Starting at the beginning of the data and stopping after the line that contains "left=359, top=131, right=373, bottom=178", write those lines out again with "tree bark" changed to "tree trunk" and nothing else altered.

Part of a data file:

----------

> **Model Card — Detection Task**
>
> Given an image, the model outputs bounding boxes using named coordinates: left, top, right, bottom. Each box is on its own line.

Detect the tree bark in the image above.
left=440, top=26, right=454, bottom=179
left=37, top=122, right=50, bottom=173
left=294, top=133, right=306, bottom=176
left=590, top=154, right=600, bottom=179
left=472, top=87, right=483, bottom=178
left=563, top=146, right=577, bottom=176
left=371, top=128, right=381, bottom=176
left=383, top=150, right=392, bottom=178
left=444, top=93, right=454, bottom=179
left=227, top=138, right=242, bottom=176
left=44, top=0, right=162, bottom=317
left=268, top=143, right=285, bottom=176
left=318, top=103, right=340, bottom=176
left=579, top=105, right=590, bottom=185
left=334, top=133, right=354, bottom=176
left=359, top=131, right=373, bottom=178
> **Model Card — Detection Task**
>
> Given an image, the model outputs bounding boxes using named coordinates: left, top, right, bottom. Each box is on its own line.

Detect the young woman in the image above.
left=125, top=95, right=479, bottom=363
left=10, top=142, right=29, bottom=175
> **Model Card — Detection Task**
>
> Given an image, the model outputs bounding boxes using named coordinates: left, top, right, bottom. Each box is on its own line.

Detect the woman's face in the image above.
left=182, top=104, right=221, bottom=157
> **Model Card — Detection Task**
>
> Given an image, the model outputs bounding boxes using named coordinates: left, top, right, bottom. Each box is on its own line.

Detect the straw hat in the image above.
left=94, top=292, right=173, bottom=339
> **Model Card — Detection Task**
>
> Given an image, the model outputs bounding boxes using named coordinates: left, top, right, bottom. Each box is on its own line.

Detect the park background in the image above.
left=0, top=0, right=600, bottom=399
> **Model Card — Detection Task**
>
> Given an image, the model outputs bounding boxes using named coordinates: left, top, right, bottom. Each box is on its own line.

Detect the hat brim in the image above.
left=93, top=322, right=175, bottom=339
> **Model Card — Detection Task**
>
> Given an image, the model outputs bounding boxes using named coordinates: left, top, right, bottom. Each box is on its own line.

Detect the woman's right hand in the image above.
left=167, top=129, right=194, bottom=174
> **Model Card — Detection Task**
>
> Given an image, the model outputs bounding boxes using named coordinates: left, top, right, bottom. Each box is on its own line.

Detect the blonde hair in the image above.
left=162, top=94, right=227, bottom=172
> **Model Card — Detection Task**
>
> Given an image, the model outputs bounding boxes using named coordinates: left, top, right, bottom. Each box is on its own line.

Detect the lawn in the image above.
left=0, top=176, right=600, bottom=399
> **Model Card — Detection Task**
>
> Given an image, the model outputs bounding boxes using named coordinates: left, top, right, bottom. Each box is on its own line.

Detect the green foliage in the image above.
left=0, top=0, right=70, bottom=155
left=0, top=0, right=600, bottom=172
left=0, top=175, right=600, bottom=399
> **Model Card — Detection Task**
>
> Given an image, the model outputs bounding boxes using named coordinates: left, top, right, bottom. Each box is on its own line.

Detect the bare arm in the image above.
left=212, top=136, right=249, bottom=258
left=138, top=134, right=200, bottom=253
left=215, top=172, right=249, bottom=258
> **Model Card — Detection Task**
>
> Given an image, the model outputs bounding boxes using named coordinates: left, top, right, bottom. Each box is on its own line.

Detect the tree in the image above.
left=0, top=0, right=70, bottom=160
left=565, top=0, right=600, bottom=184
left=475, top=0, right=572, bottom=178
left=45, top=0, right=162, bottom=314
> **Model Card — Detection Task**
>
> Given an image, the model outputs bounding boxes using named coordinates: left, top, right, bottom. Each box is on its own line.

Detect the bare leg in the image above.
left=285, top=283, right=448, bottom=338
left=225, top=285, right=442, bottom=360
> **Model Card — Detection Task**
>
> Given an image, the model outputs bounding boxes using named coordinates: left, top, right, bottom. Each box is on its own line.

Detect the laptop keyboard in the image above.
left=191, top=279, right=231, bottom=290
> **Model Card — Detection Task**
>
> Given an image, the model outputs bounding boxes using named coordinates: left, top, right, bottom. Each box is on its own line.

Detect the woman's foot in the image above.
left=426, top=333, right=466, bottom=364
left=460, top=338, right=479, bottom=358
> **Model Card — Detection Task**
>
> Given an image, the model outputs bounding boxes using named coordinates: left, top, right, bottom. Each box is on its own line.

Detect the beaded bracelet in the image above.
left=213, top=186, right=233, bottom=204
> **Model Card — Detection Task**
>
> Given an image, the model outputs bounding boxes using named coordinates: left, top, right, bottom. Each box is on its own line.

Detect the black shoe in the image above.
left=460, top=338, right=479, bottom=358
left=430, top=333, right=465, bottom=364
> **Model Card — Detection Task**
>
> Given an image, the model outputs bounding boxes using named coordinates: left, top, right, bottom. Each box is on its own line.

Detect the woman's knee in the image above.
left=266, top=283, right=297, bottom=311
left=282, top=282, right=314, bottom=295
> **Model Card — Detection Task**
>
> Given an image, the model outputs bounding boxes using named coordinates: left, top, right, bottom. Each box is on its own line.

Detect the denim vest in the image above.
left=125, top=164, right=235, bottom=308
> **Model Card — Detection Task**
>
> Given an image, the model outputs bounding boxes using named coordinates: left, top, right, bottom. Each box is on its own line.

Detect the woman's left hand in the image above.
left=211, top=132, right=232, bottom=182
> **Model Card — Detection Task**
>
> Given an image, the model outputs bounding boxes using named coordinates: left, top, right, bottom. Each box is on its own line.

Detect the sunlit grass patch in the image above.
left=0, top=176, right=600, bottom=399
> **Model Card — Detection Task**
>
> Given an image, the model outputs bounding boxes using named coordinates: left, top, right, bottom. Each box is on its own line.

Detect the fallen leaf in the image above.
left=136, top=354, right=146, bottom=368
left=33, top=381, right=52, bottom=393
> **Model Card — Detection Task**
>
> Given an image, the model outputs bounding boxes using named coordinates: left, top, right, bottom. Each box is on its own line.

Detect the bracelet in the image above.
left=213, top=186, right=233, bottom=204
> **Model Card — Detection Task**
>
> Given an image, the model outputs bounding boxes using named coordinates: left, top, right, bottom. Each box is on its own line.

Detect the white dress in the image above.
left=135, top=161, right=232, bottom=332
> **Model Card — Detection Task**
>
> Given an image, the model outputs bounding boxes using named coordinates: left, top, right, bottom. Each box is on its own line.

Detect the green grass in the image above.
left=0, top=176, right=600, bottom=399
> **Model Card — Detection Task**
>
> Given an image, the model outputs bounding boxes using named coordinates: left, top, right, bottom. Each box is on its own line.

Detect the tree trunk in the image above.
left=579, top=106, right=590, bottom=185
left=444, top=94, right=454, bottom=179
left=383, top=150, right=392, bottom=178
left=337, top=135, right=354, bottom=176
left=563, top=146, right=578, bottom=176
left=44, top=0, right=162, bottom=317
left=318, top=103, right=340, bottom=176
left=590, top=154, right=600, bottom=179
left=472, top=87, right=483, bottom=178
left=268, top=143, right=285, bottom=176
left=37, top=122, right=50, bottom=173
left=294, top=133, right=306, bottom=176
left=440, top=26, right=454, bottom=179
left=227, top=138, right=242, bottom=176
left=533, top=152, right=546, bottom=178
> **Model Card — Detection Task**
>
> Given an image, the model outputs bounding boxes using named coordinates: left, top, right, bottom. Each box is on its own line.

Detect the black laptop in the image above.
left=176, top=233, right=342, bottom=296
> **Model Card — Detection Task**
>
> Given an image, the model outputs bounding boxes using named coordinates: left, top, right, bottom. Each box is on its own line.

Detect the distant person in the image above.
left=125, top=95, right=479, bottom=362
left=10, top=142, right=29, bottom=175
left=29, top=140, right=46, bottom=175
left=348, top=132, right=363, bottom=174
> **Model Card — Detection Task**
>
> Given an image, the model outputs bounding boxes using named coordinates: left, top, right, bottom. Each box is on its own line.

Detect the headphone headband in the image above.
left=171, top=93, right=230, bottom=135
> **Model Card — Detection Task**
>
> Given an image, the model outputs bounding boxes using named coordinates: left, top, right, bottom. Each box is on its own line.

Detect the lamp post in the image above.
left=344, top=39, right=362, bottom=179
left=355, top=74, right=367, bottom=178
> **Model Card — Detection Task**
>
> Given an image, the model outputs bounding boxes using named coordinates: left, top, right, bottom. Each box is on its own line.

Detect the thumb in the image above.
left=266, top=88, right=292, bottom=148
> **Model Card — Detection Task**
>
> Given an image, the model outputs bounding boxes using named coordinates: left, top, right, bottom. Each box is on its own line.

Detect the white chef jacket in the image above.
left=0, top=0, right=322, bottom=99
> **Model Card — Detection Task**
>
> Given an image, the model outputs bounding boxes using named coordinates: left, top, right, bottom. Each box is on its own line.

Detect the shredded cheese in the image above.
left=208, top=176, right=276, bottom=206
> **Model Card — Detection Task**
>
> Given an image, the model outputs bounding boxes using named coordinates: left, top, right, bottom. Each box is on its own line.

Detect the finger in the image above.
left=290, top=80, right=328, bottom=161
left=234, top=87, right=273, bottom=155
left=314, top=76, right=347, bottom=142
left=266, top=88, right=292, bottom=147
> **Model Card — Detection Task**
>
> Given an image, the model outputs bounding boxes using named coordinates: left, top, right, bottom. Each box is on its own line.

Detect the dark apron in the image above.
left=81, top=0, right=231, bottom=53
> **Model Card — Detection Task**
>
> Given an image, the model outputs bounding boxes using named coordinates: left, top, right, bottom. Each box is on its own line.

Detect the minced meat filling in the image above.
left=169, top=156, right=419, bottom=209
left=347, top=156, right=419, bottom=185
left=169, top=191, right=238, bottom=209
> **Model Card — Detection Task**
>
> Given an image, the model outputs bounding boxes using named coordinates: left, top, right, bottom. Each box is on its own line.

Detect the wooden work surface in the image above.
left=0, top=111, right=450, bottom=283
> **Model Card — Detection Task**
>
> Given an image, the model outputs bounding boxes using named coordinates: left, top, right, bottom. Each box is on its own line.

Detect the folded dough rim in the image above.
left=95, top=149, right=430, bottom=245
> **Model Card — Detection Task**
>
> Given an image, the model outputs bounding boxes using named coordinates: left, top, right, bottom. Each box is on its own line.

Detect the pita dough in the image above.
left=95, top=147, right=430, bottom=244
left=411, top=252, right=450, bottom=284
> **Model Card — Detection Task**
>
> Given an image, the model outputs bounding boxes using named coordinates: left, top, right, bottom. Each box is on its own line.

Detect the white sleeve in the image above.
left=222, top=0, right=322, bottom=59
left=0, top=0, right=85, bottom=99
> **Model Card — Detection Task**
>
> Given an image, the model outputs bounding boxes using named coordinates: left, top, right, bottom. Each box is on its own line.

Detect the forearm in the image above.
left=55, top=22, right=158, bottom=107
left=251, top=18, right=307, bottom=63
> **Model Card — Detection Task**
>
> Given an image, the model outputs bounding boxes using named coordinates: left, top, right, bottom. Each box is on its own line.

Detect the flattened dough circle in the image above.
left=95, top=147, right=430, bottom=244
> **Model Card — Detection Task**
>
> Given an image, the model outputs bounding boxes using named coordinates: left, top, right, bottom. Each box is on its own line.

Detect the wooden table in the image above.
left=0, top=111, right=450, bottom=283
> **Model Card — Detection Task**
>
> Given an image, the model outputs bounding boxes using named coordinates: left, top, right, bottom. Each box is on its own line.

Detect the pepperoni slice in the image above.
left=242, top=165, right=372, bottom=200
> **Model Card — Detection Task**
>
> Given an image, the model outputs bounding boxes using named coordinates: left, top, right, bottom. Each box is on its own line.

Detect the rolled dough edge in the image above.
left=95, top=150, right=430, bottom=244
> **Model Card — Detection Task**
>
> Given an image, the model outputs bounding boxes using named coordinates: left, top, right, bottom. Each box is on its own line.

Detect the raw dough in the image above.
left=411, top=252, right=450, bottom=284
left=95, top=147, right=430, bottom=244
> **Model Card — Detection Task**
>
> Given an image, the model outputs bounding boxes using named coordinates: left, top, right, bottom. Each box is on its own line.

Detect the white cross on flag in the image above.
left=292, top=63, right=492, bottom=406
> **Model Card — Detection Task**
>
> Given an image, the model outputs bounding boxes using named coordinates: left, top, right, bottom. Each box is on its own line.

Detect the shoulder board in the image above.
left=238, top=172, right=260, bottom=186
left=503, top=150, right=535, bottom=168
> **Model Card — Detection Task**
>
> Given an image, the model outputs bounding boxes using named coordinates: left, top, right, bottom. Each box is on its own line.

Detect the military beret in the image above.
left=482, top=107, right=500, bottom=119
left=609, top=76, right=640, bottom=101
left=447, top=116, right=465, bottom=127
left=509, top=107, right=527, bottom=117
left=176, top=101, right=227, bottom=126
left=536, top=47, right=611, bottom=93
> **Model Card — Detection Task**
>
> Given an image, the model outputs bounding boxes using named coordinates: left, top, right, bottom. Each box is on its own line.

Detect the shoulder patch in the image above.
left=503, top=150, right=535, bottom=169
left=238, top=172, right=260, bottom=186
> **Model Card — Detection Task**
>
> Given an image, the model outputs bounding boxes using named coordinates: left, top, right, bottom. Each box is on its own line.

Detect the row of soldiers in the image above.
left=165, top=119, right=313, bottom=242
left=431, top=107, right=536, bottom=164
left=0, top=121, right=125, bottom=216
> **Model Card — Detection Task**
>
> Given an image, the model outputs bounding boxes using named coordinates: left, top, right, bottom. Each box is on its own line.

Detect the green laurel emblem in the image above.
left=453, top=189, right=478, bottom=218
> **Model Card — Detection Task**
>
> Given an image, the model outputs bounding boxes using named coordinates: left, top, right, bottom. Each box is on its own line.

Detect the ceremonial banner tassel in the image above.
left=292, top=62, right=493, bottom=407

----------

* Completed exercise *
> **Model Card — Detection Task**
>
> Given an image, the model outputs bounding boxes using named coordinates: left, top, right, bottom. Each box is on its own line.

Detect the tree trunk in the image above.
left=440, top=26, right=454, bottom=179
left=37, top=122, right=50, bottom=173
left=294, top=133, right=306, bottom=176
left=590, top=154, right=600, bottom=179
left=472, top=87, right=483, bottom=178
left=563, top=146, right=577, bottom=176
left=371, top=128, right=381, bottom=176
left=383, top=150, right=392, bottom=178
left=444, top=93, right=454, bottom=179
left=227, top=138, right=242, bottom=176
left=44, top=0, right=162, bottom=317
left=268, top=143, right=285, bottom=176
left=318, top=103, right=340, bottom=176
left=579, top=105, right=590, bottom=185
left=334, top=133, right=354, bottom=176
left=359, top=131, right=373, bottom=178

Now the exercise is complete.